_What to produce_: Every line of the material below should be copied exactly.
[Supplied data Boundary: Start]
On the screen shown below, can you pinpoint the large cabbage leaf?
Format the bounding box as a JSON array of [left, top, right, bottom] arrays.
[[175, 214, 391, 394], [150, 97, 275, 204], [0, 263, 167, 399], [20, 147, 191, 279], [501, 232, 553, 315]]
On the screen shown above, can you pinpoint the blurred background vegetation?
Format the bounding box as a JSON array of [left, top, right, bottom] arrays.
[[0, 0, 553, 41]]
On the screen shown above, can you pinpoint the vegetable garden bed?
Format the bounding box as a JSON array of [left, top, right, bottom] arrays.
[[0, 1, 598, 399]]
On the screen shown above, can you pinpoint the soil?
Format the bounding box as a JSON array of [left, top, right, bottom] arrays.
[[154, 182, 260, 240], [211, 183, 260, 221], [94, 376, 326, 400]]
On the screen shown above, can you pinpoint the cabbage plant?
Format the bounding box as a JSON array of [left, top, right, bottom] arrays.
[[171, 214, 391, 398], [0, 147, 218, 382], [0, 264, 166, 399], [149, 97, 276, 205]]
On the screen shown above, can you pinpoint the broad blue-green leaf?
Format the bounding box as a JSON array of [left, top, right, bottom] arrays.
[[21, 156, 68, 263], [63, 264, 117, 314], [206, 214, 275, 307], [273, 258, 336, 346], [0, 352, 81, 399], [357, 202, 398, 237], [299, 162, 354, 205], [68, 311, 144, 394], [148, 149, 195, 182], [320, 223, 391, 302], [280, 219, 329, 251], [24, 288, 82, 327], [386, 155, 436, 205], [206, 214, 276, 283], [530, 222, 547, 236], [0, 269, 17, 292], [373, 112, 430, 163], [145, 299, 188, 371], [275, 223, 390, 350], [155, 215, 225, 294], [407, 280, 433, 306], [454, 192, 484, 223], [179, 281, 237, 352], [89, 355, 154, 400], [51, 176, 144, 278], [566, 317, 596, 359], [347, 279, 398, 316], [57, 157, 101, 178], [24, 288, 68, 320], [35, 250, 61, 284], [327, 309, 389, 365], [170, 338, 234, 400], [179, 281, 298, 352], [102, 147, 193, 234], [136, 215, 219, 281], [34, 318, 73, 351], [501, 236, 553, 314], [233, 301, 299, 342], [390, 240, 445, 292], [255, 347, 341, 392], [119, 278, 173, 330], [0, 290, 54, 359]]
[Supplied data Boundary: End]
_Response_:
On the screen shown below, can you pinpoint the large cabbage leaf?
Format the bounding box as a JSON array of [left, top, right, bottom] arrays.
[[175, 214, 391, 394], [150, 97, 275, 204], [0, 263, 167, 399], [20, 147, 191, 279], [501, 232, 553, 315]]
On the screen shown above, can you pinpoint the blurred background vegetation?
Format the bounding box as a JSON array of [left, top, right, bottom] arrays.
[[0, 0, 553, 41]]
On the screen shown above, can you pinpoint the vegetable garden bed?
Format the bounding box as a JSON array of [left, top, right, bottom] arrays.
[[0, 1, 598, 399]]
On the screen shown above, can you pinpoint the soil?
Format the bounding box as a JSON array of [left, top, right, bottom] arrays.
[[154, 182, 260, 240], [211, 183, 260, 221], [94, 376, 326, 400]]
On the screen shown above, can you pinpoint the cabbage plant?
Format the bounding box as a JSON array of [left, top, right, bottom] arrays.
[[171, 214, 391, 398], [0, 147, 218, 382], [0, 264, 166, 399], [149, 97, 276, 205]]
On the screen shown above, can you pinpoint the broad blue-green leaf?
Format the bounding box as a JSON array of [left, top, right, bottom] arrays.
[[21, 156, 68, 263], [63, 264, 117, 314], [206, 214, 275, 307], [273, 258, 336, 346], [0, 352, 81, 399], [357, 202, 398, 237], [299, 162, 354, 205], [68, 311, 144, 394], [148, 149, 195, 182], [320, 223, 391, 302], [280, 219, 329, 251], [24, 288, 82, 327], [386, 155, 436, 205], [206, 214, 276, 283], [530, 222, 547, 236], [0, 269, 17, 292], [373, 112, 430, 163], [145, 299, 188, 371], [275, 223, 390, 350], [155, 215, 225, 294], [407, 280, 433, 306], [454, 192, 484, 223], [179, 281, 237, 352], [89, 355, 154, 400], [51, 176, 144, 278], [566, 317, 596, 359], [347, 279, 398, 316], [57, 157, 101, 178], [24, 288, 68, 320], [35, 250, 61, 284], [327, 309, 389, 365], [170, 338, 234, 400], [179, 281, 298, 352], [102, 147, 193, 234], [136, 215, 219, 281], [34, 318, 73, 351], [501, 236, 553, 314], [233, 301, 299, 342], [390, 240, 445, 292], [255, 347, 341, 392], [119, 278, 173, 330], [0, 290, 54, 359]]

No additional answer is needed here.